A Place on Earth

Title

A Place on Earth
A Critical Appraisal of Subsistence Homesteads

Source of Digital Item

National Agricultural Library

See Exhibit:

Subsistence Homesteads

Excerpt

The nine subsistence-homesteads projects included here were first established by the Subsistence Homesteads Division of the Department of the Interior under the provisions of Section 208 of the National Industrial Recovery Act. Administration of these projects was transferred to the Resettlement Administration in 1935 and was finally lodged within the Department of Agriculture in 1937 as one of the many functions of the Farm Security Administration.

This report has three main parts. Part I gives a historical account of the movements and forces that resulted in a federally sponsored subsistence- homesteads program, and contains information concerning the events and developments that have influenced the program on the national level. Part II gets down to specific cases. Each chapter tells the story of a particular project -how it began, what it was intended to be, and how it has worked out. Part III attempts to summarize, so far as possible, the lessons about subsistence homesteads that were learned in the course of gathering information for part II.

------------------------

Stated exercise A: Please transcribe the subsistence homesteads excerpt, copying everything from "This report has" down to "for part II.".
Stated exercise B: List every government agency, division, or department named in the subsistence homesteads excerpt's paragraph that begins "The nine subsistence-homesteads projects."

Recorded information:

------------------------

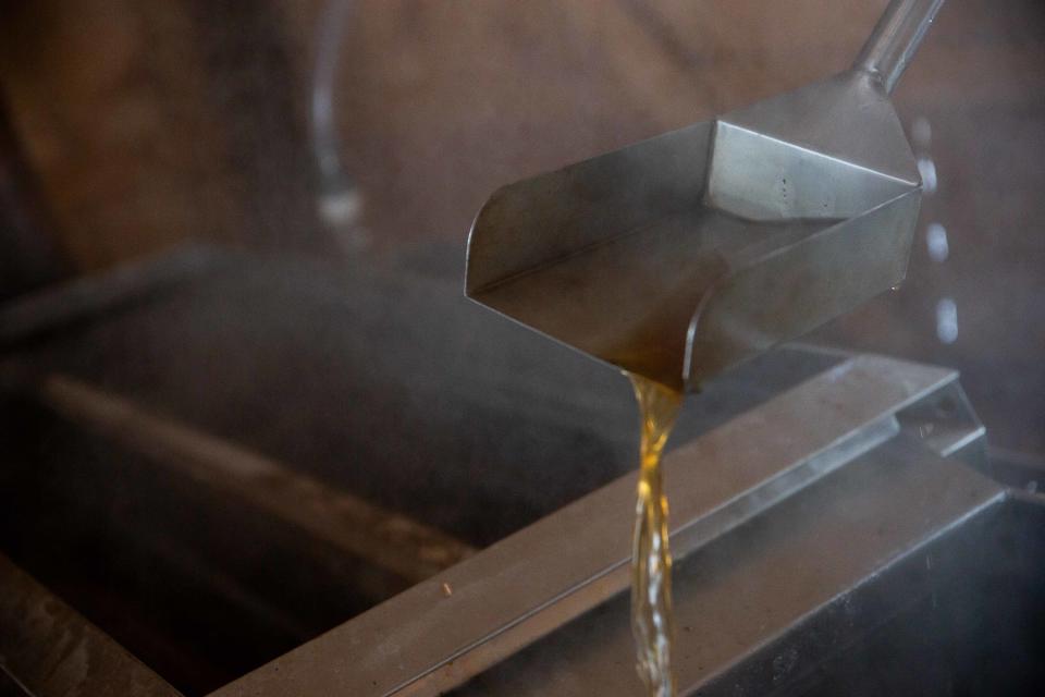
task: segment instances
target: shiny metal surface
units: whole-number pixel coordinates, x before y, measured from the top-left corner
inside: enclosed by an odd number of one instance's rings
[[[920,405],[955,387],[956,378],[939,368],[855,357],[669,453],[665,480],[679,563],[831,473],[884,457],[876,454],[886,452],[882,449],[894,453],[887,460],[927,458],[945,470],[948,465],[932,443],[910,430],[909,414],[926,412]],[[972,447],[982,428],[968,416],[969,432],[975,436],[967,447]],[[980,493],[969,500],[973,503],[1000,491],[966,468],[947,476],[975,480]],[[939,491],[949,491],[946,480],[938,484]],[[941,504],[967,503],[955,496],[942,494]],[[623,477],[214,695],[438,695],[460,685],[570,621],[601,612],[597,606],[626,602],[620,598],[628,585],[632,498],[632,477]],[[872,508],[865,512],[877,515]],[[881,561],[872,555],[860,563],[870,570]],[[815,558],[796,563],[815,566]],[[627,617],[622,611],[613,622],[619,620],[626,628]],[[626,672],[618,685],[624,692],[577,694],[630,694],[637,687],[630,658],[622,667],[611,667],[606,659],[601,655],[582,670]],[[569,662],[569,656],[563,660]],[[531,677],[541,674],[530,672]]]
[[[893,2],[859,68],[499,189],[466,294],[693,390],[897,285],[921,180],[874,71],[895,84],[938,4]]]
[[[944,0],[895,0],[886,8],[853,68],[865,70],[893,91]]]

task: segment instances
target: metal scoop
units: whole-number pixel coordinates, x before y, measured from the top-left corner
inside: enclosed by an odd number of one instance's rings
[[[493,194],[465,293],[676,389],[895,286],[921,179],[889,93],[943,0],[894,0],[853,66]]]

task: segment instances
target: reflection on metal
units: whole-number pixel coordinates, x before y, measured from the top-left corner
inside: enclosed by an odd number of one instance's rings
[[[908,549],[912,536],[920,539],[933,535],[956,516],[968,513],[969,506],[994,501],[1001,491],[999,487],[964,465],[942,460],[945,454],[976,452],[983,436],[966,402],[954,399],[961,394],[956,378],[949,370],[875,356],[855,357],[669,453],[665,481],[672,497],[672,547],[681,560],[680,566],[686,566],[688,555],[696,559],[716,540],[739,535],[741,541],[735,545],[746,545],[746,534],[739,529],[751,521],[766,515],[794,518],[794,511],[779,515],[773,511],[792,505],[786,502],[816,488],[814,482],[821,480],[841,478],[851,481],[843,485],[844,491],[863,491],[861,496],[868,500],[859,509],[860,525],[888,521],[896,514],[894,509],[917,518],[880,545],[848,546],[844,553],[850,561],[845,571],[856,579]],[[859,472],[845,474],[850,467]],[[927,508],[912,504],[909,499],[924,496],[930,480],[935,499],[927,500]],[[564,627],[573,620],[580,625],[597,622],[603,629],[608,623],[614,633],[583,644],[585,653],[593,653],[588,659],[571,662],[579,656],[575,650],[564,650],[555,659],[563,671],[577,672],[575,678],[556,683],[556,694],[632,694],[638,677],[630,659],[627,599],[623,592],[628,584],[632,489],[632,478],[624,477],[218,690],[216,696],[438,695],[550,633],[568,632]],[[845,496],[833,502],[837,492],[816,490],[821,493],[808,494],[816,500],[799,516],[801,525],[812,525],[822,509],[838,515],[845,512]],[[897,498],[902,491],[906,493]],[[804,548],[794,563],[803,565],[807,573],[827,573],[821,568],[823,558],[813,551],[817,536],[827,534],[824,529],[806,540],[787,538],[779,542]],[[766,566],[764,574],[742,574],[748,584],[776,578],[769,566],[787,559],[759,545],[745,553],[752,557],[752,563],[758,560]],[[686,617],[680,627],[698,611],[696,604],[687,604],[688,598],[697,597],[692,594],[713,591],[716,602],[725,602],[733,584],[739,583],[723,578],[716,582],[721,585],[709,588],[711,582],[699,580],[701,572],[696,573],[690,578],[684,573],[677,583],[676,595],[689,608],[680,613]],[[848,579],[845,574],[832,579],[832,592],[844,589]],[[444,592],[444,585],[453,588],[452,595]],[[619,612],[606,615],[595,610],[606,601],[619,606]],[[703,606],[703,611],[715,607]],[[782,607],[775,621],[795,621],[797,614],[811,610],[796,601]],[[725,611],[721,607],[712,615]],[[589,614],[601,619],[578,619]],[[734,623],[728,615],[720,620]],[[734,624],[739,629],[742,622],[737,619]],[[615,634],[617,628],[619,636]],[[753,620],[742,629],[750,634],[746,640],[771,634],[764,628],[760,634]],[[730,651],[738,650],[739,645],[726,643],[714,661],[698,661],[687,649],[685,636],[680,637],[680,676],[688,681],[680,694],[702,675],[700,671],[716,662],[725,667],[729,656],[737,657]],[[698,670],[698,665],[704,668]],[[548,684],[537,677],[546,675],[544,668],[527,671],[533,694],[546,694]],[[503,694],[526,694],[516,687],[506,687]]]
[[[950,246],[947,243],[947,229],[938,222],[931,222],[925,228],[925,246],[929,248],[929,256],[933,261],[943,264],[950,254]]]
[[[9,693],[7,687],[22,692]],[[180,693],[0,555],[0,694],[177,697]]]
[[[936,338],[945,344],[958,341],[958,304],[944,297],[936,303]]]
[[[903,278],[921,198],[889,101],[942,0],[894,0],[853,68],[495,192],[466,294],[676,388]]]

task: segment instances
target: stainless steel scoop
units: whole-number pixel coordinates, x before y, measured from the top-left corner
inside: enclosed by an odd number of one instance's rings
[[[942,4],[893,0],[835,77],[499,189],[465,293],[694,390],[895,286],[921,180],[888,95]]]

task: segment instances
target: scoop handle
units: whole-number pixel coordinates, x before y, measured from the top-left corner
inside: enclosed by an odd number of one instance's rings
[[[871,73],[892,93],[943,4],[944,0],[893,0],[860,49],[853,69]]]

------------------------

Written solution A:
This report has three main parts. Part I gives a historical account of the movements and forces that resulted in a federally sponsored subsistence- homesteads program, and contains information concerning the events and developments that have influenced the program on the national level. Part II gets down to specific cases. Each chapter tells the story of a particular project -how it began, what it was intended to be, and how it has worked out. Part III attempts to summarize, so far as possible, the lessons about subsistence homesteads that were learned in the course of gathering information for part II.

Written solution B:
Subsistence Homesteads Division
Department of the Interior
Resettlement Administration
Department of Agriculture
Farm Security Administration